List every line of the records below that contains the word "white", copying each line in full.

Items from a data source:
•••••

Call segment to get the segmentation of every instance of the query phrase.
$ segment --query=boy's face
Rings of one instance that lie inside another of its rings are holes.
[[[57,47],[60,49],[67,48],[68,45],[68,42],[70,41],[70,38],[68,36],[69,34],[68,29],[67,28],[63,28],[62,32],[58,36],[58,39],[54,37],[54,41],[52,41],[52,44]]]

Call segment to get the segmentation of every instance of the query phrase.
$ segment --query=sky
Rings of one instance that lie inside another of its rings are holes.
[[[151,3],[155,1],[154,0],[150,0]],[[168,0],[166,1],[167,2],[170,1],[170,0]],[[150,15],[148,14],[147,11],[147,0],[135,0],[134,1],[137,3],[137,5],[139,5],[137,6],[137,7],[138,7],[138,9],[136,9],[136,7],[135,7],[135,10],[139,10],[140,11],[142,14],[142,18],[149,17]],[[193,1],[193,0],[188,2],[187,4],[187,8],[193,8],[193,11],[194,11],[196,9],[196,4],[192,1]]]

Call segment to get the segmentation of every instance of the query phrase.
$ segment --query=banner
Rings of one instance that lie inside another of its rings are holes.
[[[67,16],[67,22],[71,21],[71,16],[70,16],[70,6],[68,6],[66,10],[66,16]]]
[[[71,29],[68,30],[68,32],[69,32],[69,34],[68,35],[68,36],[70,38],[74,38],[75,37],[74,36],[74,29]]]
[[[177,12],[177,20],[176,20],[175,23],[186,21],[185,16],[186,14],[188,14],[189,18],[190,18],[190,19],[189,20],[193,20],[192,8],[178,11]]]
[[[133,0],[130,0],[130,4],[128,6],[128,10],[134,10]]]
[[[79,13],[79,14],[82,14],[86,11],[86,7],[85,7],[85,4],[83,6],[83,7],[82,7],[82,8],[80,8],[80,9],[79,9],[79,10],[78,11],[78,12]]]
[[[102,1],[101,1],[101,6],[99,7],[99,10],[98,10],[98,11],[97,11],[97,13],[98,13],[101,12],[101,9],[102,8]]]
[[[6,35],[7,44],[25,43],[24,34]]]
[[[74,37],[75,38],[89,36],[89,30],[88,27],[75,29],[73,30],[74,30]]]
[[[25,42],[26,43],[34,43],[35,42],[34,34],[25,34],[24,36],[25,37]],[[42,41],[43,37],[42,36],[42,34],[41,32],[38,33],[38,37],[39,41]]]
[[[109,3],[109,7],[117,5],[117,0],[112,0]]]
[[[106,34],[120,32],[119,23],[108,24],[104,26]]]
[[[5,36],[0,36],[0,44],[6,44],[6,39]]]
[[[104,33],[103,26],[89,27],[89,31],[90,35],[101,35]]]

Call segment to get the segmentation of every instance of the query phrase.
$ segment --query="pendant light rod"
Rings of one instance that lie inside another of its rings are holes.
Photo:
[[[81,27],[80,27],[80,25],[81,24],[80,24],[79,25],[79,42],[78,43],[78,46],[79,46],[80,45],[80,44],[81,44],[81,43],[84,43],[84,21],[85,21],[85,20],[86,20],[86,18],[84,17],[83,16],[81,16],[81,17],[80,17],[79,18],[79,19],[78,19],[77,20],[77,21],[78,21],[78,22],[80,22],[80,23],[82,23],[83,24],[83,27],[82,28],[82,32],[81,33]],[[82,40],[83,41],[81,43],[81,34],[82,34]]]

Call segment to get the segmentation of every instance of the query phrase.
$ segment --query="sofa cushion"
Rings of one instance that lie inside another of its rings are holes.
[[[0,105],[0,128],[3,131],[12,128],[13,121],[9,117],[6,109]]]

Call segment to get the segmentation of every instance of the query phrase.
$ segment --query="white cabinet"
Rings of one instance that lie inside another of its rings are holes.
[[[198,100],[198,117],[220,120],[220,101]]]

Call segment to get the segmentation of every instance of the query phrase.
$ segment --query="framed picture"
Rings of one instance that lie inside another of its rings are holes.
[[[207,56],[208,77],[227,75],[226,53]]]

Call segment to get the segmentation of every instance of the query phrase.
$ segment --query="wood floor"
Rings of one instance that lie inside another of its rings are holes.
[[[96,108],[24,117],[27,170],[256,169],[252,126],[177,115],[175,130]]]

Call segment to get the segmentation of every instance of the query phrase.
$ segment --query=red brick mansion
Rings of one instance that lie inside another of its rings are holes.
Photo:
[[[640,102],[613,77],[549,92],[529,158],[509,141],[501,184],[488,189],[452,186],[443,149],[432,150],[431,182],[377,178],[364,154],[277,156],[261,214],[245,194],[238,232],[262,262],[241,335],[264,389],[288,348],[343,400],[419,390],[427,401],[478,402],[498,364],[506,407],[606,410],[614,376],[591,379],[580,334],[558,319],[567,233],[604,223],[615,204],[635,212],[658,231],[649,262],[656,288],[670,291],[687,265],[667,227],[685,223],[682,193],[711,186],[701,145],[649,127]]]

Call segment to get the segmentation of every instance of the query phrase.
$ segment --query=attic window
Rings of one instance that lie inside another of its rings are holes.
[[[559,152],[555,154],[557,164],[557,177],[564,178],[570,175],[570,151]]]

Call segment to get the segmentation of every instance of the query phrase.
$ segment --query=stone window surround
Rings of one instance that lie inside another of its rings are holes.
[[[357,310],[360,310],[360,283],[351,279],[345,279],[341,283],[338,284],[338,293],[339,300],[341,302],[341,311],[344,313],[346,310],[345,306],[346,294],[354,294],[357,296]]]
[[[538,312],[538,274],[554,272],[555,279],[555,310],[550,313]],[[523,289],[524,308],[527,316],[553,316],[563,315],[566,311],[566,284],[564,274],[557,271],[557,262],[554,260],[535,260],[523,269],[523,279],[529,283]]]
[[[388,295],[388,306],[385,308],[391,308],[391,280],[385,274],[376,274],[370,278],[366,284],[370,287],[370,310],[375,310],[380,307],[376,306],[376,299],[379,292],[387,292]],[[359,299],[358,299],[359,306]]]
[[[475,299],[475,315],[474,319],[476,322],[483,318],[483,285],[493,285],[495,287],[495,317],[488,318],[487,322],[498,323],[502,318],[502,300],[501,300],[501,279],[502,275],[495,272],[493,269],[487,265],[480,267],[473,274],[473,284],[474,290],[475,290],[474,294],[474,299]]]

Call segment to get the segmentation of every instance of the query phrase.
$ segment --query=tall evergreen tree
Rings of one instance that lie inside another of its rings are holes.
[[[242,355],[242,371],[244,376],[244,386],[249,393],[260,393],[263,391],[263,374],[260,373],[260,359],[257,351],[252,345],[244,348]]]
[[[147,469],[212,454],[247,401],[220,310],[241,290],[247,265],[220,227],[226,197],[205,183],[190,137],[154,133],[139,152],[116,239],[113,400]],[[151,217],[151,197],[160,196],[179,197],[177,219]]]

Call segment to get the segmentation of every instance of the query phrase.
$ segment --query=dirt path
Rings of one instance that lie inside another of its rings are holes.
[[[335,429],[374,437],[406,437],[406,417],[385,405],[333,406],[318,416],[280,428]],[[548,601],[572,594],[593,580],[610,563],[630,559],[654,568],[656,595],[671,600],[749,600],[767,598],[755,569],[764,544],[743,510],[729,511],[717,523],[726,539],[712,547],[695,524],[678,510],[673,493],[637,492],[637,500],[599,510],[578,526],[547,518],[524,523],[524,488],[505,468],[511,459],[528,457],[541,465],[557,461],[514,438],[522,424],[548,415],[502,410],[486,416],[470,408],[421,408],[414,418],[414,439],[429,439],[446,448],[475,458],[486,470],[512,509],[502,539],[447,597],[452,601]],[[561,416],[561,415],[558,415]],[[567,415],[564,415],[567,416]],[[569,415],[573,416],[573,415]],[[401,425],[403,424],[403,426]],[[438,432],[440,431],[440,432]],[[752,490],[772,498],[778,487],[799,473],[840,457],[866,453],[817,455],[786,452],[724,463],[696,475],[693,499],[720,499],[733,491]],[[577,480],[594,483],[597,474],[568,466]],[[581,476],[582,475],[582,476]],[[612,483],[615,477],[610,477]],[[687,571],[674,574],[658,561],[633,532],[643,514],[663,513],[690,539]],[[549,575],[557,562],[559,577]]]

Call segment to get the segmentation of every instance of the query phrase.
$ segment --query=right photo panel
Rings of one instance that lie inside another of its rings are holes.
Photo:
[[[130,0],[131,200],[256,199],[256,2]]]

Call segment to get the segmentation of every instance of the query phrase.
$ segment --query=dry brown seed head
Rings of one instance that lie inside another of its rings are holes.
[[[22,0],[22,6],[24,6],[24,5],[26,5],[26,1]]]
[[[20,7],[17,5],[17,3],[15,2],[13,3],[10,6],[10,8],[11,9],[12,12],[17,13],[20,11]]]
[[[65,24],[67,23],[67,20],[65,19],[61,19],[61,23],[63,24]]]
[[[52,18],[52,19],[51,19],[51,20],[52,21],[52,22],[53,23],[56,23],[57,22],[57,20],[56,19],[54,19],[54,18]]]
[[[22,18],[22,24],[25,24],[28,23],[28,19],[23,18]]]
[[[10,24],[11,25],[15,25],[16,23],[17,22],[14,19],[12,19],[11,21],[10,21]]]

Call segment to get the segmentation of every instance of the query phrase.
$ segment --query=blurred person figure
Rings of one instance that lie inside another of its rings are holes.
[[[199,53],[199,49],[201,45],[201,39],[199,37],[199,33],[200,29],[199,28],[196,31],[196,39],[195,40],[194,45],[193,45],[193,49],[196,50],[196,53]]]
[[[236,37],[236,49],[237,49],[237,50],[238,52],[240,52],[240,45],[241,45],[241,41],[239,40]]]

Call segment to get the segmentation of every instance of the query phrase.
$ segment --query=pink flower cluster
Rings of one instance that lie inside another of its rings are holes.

•••••

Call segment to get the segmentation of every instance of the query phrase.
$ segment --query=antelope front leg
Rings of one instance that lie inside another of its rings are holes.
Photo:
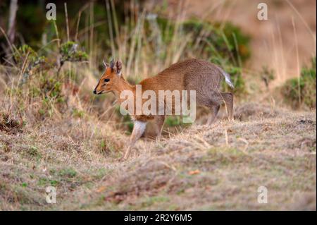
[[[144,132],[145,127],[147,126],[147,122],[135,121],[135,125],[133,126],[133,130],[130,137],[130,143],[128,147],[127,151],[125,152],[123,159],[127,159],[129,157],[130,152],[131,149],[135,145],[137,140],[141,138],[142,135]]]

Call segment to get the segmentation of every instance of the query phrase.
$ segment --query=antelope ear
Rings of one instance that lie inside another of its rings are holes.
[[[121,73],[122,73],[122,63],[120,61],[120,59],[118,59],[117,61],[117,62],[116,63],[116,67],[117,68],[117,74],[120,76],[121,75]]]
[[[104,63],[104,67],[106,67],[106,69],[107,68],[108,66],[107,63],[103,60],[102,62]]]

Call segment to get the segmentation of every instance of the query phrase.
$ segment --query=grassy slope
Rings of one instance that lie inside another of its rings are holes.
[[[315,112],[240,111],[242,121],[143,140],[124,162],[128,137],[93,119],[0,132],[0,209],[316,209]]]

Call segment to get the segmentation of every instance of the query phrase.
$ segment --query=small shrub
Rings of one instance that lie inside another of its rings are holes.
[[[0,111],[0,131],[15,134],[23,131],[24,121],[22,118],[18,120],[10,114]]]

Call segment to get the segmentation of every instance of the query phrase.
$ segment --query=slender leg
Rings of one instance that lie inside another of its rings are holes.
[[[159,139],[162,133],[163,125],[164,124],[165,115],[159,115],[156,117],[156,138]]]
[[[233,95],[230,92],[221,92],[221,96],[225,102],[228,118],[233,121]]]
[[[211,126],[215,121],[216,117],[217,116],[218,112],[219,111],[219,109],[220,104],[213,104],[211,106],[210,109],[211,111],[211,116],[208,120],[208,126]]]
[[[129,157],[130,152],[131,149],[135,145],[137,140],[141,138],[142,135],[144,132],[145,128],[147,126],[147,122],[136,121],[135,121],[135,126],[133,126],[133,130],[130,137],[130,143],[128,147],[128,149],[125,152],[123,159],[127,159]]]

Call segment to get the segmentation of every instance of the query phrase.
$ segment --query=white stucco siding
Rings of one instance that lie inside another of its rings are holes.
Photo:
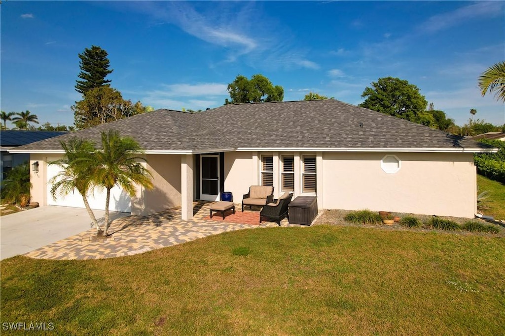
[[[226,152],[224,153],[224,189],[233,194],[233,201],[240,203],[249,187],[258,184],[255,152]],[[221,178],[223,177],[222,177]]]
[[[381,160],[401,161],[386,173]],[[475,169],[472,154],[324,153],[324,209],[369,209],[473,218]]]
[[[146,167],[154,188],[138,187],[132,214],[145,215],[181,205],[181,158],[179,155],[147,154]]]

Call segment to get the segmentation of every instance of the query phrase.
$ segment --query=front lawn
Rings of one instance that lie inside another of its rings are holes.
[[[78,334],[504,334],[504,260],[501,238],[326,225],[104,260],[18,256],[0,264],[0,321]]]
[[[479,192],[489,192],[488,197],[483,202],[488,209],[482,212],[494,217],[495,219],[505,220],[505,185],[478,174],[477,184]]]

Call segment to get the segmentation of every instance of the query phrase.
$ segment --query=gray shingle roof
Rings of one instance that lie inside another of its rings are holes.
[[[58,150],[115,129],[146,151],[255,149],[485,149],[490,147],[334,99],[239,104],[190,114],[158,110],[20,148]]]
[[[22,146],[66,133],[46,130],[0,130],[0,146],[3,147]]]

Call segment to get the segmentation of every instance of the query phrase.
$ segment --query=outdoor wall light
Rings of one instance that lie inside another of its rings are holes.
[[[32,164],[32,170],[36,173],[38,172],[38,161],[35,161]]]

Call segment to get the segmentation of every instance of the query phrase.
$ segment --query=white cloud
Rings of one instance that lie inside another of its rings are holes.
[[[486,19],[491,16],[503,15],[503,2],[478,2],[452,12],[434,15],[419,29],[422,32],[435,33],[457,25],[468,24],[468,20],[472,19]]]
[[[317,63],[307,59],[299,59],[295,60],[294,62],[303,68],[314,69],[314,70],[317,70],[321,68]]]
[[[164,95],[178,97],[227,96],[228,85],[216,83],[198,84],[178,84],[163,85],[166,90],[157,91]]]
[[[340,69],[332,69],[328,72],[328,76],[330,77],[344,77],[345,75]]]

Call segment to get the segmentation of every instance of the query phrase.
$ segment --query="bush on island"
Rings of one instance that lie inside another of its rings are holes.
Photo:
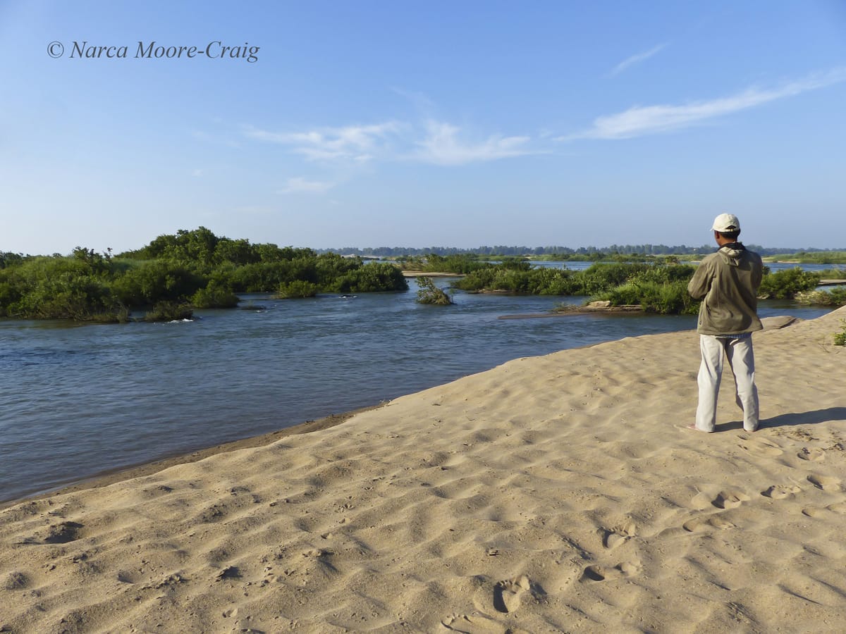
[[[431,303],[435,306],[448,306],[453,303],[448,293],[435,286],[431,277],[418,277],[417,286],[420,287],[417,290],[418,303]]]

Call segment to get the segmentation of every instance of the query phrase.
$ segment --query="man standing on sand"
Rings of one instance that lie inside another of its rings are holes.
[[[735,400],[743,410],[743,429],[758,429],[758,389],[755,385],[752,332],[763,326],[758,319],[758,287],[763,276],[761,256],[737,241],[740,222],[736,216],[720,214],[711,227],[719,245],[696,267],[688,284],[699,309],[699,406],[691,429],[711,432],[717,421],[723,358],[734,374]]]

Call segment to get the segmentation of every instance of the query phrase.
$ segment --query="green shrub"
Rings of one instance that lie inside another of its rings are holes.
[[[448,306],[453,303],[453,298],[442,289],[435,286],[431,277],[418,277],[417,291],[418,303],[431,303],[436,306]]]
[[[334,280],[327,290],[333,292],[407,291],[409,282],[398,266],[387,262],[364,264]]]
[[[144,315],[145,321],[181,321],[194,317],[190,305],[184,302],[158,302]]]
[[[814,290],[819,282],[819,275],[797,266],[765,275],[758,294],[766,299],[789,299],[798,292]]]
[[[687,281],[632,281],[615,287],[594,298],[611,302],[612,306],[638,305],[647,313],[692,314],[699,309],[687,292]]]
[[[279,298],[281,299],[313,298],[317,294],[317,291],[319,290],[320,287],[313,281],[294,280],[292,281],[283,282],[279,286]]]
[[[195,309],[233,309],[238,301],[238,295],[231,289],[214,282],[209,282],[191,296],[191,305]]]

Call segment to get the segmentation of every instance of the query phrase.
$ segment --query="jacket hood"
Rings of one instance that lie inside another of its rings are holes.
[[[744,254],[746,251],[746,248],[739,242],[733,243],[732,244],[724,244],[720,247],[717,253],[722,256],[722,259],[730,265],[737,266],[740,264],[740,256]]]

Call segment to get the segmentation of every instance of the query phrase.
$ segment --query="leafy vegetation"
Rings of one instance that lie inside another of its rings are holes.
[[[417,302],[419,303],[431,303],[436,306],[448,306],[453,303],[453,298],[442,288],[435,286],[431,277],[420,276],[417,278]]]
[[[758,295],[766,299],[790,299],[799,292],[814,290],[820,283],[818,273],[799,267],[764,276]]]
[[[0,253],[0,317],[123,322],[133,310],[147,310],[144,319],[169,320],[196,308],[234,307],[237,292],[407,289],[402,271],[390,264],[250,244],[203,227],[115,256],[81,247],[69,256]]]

•••••

*ANSWER TO THE PROBLEM*:
$ segment --query="white cabinet"
$ segment --query=white stucco siding
$ segment --query=white cloud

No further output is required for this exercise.